**The request**. Write out the whole listing, matching it exactly.

**Exercise material**.
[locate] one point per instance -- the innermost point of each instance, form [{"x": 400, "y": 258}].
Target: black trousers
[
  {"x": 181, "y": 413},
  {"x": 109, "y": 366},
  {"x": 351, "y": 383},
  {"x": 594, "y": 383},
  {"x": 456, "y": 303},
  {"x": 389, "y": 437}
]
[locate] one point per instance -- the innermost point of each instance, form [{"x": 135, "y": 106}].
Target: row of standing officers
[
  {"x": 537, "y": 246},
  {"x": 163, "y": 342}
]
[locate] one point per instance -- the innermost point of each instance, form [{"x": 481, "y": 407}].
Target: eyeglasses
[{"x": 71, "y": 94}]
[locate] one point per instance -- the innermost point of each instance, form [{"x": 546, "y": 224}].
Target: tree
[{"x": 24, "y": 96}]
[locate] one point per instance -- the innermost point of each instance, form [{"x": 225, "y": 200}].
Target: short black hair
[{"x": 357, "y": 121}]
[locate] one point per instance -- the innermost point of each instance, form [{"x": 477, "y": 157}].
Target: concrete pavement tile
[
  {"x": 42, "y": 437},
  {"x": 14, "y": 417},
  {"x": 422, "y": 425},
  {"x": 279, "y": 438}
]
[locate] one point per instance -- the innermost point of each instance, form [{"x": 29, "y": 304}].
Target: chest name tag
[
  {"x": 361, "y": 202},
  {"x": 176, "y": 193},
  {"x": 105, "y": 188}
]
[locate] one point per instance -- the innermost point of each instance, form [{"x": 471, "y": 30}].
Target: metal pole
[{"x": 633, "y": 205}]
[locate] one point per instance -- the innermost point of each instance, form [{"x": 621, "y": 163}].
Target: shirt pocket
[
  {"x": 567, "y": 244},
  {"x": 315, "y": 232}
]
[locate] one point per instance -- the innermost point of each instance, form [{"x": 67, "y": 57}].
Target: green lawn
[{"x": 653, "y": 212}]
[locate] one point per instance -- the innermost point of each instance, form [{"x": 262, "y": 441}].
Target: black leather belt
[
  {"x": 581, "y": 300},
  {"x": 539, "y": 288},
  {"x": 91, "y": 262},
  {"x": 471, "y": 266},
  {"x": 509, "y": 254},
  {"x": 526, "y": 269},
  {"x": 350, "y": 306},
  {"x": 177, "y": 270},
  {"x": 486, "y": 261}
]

**Response to the exercise**.
[locate] one point per instance -- the innermost point of each instance, form [{"x": 400, "y": 258}].
Target: black trousers
[
  {"x": 181, "y": 413},
  {"x": 109, "y": 366},
  {"x": 351, "y": 383},
  {"x": 594, "y": 383},
  {"x": 456, "y": 303},
  {"x": 389, "y": 437}
]
[locate] one point per instance -- the innermost point of each instance, form [{"x": 135, "y": 106}].
Target: row of standing officers
[
  {"x": 537, "y": 246},
  {"x": 163, "y": 342}
]
[locate] one point per instance -- the innermost point of each instance, form [{"x": 481, "y": 407}].
Target: eyeglasses
[{"x": 71, "y": 94}]
[locate] one point per instance -- the innermost point of each instance, form [{"x": 546, "y": 224}].
Target: tree
[{"x": 24, "y": 96}]
[locate] one point per instance -- the innermost point of each instance, form [{"x": 225, "y": 200}].
Target: short black hair
[{"x": 357, "y": 121}]
[locate] one point per instance -- the innermost point of each instance, form [{"x": 477, "y": 157}].
Target: concrete pavement tile
[
  {"x": 42, "y": 437},
  {"x": 14, "y": 417},
  {"x": 422, "y": 425},
  {"x": 279, "y": 438}
]
[locate] one point per instance -- the innermost point of each instance, form [{"x": 29, "y": 304}].
Target: chest name tag
[
  {"x": 361, "y": 202},
  {"x": 176, "y": 193},
  {"x": 105, "y": 188}
]
[locate] one point per instance -- the innermost point of each instance, form [{"x": 471, "y": 30}].
Target: metal pole
[{"x": 633, "y": 205}]
[locate] one point per instance -- the innermost point of each instance, form [{"x": 621, "y": 163}].
Target: shirt pocket
[
  {"x": 567, "y": 244},
  {"x": 315, "y": 232}
]
[locate] one point per instance -- the innermost point of each instance, form [{"x": 67, "y": 57}].
Target: green lawn
[{"x": 653, "y": 212}]
[locate] one point per instance -- the innermost point of each instance, form [{"x": 262, "y": 441}].
Target: black leather belt
[
  {"x": 581, "y": 300},
  {"x": 539, "y": 288},
  {"x": 91, "y": 262},
  {"x": 471, "y": 266},
  {"x": 509, "y": 254},
  {"x": 526, "y": 269},
  {"x": 350, "y": 306},
  {"x": 177, "y": 270},
  {"x": 486, "y": 261}
]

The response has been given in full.